Text under study
◇ ◇ ◇ ◇ ◇ ◇ ◇

That's the best case scenario, of course, assuming technology, government, industry and the public all cooperate on bringing hydrogen cars to the nation's highways.

"The use of hydrogen fuel cell vehicles can achieve large and sustained reductions in U.S. oil consumption and CO2 emissions, but several decades will be needed to realize these potential long-term benefits," says the NRC report.

Fuel cells combine hydrogen with a chemical catalyst to make electricity and water exhaust. In contrast, the nation's 235 million cars and light trucks burn about 44% of the country's oil and release about 20% of its industrial carbon dioxide emissions. All told, transportation represents about 5% of the U.S. contribution to global warming, but spikes in the price of gas have sharpened interest in alternatives to gasoline, such as biofuels and hydrogen.

◇ ◇ ◇ ◇ ◇ ◇ ◇

Extracted entries
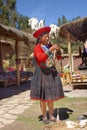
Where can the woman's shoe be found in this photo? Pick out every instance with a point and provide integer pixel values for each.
(52, 118)
(45, 120)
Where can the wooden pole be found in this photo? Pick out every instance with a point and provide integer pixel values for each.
(70, 54)
(1, 60)
(17, 64)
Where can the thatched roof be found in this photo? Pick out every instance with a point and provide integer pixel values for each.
(76, 29)
(16, 34)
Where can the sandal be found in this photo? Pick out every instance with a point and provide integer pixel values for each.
(52, 118)
(45, 120)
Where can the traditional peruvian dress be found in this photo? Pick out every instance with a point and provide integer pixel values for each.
(46, 84)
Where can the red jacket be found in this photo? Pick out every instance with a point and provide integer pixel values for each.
(39, 54)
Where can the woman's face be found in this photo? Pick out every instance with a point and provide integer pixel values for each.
(44, 39)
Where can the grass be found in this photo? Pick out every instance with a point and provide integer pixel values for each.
(69, 109)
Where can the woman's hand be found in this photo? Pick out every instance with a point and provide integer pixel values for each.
(54, 47)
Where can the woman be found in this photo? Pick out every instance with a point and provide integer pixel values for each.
(46, 85)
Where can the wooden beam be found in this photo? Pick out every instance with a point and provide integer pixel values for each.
(17, 64)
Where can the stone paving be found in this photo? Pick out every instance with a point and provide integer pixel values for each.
(18, 100)
(11, 107)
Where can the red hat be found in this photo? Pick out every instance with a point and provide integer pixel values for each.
(40, 31)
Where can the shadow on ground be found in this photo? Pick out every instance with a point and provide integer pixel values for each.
(13, 90)
(63, 113)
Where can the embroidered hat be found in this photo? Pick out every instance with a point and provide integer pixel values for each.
(41, 31)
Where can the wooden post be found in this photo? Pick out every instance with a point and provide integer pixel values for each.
(69, 52)
(1, 62)
(17, 64)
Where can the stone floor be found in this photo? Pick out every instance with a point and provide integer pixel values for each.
(14, 100)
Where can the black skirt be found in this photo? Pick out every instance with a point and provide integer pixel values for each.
(46, 84)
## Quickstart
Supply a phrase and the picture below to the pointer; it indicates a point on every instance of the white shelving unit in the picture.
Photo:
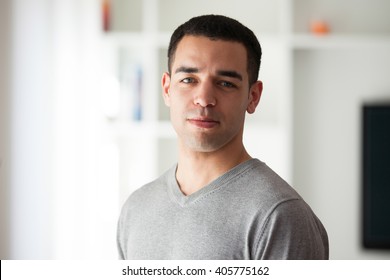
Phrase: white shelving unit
(299, 70)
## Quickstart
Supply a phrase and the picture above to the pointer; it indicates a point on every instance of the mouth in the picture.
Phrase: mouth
(202, 122)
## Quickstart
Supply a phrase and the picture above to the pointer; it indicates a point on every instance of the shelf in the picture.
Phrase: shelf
(336, 41)
(142, 130)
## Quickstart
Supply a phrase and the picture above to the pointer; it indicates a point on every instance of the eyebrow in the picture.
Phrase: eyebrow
(226, 73)
(231, 74)
(184, 69)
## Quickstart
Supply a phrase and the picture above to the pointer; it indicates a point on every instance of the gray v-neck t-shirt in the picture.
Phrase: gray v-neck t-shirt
(247, 213)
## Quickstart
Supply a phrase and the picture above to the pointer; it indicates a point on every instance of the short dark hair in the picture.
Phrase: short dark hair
(217, 27)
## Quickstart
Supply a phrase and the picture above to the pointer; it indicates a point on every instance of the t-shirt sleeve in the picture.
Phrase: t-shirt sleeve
(291, 231)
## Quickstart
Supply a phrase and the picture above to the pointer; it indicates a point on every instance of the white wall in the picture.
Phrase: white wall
(330, 88)
(5, 50)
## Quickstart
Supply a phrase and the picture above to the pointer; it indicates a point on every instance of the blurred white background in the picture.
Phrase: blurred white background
(67, 163)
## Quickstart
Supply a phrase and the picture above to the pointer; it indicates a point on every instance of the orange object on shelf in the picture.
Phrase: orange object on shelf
(319, 27)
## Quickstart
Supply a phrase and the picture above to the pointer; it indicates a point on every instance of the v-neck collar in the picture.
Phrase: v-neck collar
(185, 200)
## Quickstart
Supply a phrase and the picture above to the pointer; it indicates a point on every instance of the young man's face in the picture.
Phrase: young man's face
(208, 93)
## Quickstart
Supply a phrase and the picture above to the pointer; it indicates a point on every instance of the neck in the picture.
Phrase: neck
(197, 169)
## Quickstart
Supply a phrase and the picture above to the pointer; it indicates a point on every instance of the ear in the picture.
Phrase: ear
(254, 96)
(166, 83)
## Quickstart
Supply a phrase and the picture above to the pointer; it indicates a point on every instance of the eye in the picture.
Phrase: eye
(187, 80)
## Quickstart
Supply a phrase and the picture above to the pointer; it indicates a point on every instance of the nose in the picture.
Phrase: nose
(205, 95)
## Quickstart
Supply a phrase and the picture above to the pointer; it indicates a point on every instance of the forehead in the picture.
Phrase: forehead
(201, 51)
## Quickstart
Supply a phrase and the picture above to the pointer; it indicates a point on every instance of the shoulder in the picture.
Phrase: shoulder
(292, 231)
(260, 184)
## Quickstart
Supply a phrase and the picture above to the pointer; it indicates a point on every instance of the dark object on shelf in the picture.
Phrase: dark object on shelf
(376, 176)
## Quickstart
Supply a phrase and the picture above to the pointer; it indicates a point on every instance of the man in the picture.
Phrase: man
(217, 202)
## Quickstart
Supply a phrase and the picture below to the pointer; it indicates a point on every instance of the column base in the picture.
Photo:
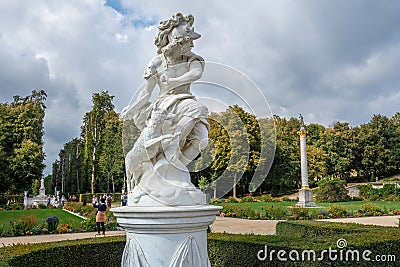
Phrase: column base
(305, 198)
(166, 236)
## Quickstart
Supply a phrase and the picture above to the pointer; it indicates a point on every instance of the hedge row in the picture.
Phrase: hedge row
(87, 197)
(226, 249)
(105, 251)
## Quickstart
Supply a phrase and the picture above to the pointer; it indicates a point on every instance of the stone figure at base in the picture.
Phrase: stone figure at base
(173, 127)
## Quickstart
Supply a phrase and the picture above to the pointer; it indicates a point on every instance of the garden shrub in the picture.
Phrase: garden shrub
(266, 198)
(337, 211)
(370, 209)
(87, 197)
(23, 225)
(298, 213)
(232, 200)
(223, 249)
(332, 191)
(248, 199)
(246, 212)
(89, 224)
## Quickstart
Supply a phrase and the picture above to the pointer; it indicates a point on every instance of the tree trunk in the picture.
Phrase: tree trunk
(93, 182)
(234, 186)
(77, 168)
(112, 182)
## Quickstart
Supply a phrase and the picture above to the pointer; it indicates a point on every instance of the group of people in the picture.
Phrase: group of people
(105, 202)
(55, 201)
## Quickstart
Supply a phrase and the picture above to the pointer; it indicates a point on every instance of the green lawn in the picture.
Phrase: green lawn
(351, 205)
(40, 216)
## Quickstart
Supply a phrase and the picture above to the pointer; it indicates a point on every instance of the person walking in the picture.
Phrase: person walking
(101, 216)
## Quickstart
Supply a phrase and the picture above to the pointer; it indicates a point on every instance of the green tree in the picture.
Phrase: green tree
(112, 156)
(93, 134)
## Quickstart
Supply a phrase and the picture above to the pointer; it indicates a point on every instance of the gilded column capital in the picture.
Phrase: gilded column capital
(302, 132)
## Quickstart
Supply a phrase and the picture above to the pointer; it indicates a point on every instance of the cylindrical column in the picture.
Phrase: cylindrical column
(303, 157)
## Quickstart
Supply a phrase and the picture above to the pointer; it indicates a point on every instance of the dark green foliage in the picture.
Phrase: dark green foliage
(21, 144)
(332, 191)
(224, 249)
(86, 252)
(389, 192)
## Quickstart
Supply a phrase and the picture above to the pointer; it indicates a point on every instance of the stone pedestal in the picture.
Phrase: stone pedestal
(305, 198)
(165, 236)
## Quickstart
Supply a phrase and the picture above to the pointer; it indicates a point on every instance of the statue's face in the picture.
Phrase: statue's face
(186, 47)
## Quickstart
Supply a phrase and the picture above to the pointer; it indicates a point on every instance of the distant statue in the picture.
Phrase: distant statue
(174, 126)
(301, 120)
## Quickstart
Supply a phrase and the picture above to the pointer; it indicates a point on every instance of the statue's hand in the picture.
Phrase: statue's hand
(124, 112)
(164, 78)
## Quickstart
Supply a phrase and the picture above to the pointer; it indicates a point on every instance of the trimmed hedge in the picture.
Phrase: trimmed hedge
(87, 197)
(226, 249)
(104, 251)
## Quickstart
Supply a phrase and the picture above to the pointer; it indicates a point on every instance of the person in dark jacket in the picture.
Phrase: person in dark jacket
(101, 216)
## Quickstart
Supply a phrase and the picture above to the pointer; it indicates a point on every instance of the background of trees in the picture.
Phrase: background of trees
(21, 142)
(94, 161)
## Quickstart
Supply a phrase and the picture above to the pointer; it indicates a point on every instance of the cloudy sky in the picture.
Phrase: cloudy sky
(329, 60)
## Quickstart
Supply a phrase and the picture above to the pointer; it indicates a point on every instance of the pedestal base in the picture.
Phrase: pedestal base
(305, 198)
(165, 236)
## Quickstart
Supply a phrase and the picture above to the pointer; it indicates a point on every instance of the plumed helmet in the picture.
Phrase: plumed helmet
(183, 32)
(175, 29)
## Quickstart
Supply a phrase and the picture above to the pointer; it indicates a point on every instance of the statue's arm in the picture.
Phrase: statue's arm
(194, 73)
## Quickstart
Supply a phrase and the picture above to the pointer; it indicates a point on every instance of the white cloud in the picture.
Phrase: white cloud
(329, 60)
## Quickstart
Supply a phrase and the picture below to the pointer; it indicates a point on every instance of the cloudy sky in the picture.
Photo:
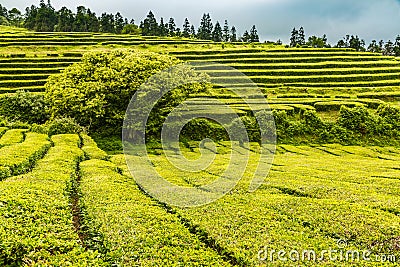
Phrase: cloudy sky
(370, 19)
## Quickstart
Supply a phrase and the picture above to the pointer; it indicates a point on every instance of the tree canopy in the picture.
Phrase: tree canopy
(97, 90)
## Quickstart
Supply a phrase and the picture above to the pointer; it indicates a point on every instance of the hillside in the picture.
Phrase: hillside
(315, 78)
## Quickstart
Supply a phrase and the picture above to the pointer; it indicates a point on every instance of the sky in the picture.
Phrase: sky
(370, 19)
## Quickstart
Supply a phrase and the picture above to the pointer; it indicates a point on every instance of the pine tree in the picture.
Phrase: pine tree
(107, 23)
(294, 38)
(246, 37)
(217, 33)
(397, 46)
(226, 32)
(192, 32)
(46, 18)
(233, 36)
(301, 36)
(388, 49)
(149, 26)
(206, 28)
(254, 35)
(119, 23)
(162, 28)
(171, 27)
(93, 22)
(15, 17)
(30, 17)
(65, 20)
(178, 32)
(186, 29)
(80, 23)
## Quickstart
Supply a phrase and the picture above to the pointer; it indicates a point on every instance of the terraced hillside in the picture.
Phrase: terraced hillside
(66, 202)
(293, 79)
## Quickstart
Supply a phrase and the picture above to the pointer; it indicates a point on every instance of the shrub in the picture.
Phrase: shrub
(359, 120)
(63, 126)
(97, 91)
(25, 107)
(199, 129)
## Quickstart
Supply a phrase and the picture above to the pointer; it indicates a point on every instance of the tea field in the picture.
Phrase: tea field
(66, 202)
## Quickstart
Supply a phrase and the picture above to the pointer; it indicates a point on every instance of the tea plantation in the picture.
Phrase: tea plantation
(66, 202)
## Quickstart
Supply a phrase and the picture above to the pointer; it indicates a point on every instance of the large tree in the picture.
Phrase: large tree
(149, 26)
(226, 32)
(186, 28)
(171, 27)
(46, 18)
(206, 28)
(301, 37)
(119, 23)
(294, 37)
(81, 20)
(66, 19)
(233, 36)
(217, 33)
(97, 90)
(254, 35)
(107, 23)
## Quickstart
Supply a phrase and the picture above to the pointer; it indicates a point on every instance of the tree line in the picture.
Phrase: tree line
(388, 48)
(44, 18)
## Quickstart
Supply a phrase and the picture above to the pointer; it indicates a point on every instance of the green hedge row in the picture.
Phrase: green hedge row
(304, 66)
(49, 43)
(379, 95)
(347, 84)
(30, 71)
(36, 209)
(152, 42)
(23, 77)
(12, 136)
(22, 156)
(27, 83)
(91, 150)
(73, 39)
(40, 59)
(298, 59)
(335, 105)
(137, 231)
(258, 50)
(33, 65)
(310, 79)
(302, 72)
(33, 89)
(267, 54)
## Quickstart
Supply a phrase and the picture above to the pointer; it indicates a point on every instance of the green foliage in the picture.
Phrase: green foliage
(23, 106)
(36, 209)
(127, 228)
(91, 150)
(199, 129)
(12, 137)
(97, 90)
(20, 157)
(359, 120)
(63, 126)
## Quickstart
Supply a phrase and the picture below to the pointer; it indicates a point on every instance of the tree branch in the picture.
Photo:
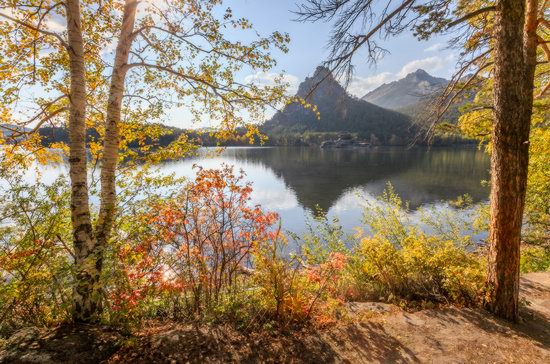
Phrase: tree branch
(37, 29)
(471, 15)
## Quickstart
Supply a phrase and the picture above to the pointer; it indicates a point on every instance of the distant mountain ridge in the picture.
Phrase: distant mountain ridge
(402, 94)
(340, 112)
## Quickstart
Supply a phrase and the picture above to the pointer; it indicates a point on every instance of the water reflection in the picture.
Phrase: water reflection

◇ ◇ ◇ ◇ ◇ ◇ ◇

Requirement
Copy everything from "That's the best" down to "the nation's highways." in the passage on hydrogen cars, replacing "highways" with "roads".

Output of the exercise
That's the best case scenario, of course, assuming technology, government, industry and the public all cooperate on bringing hydrogen cars to the nation's roads.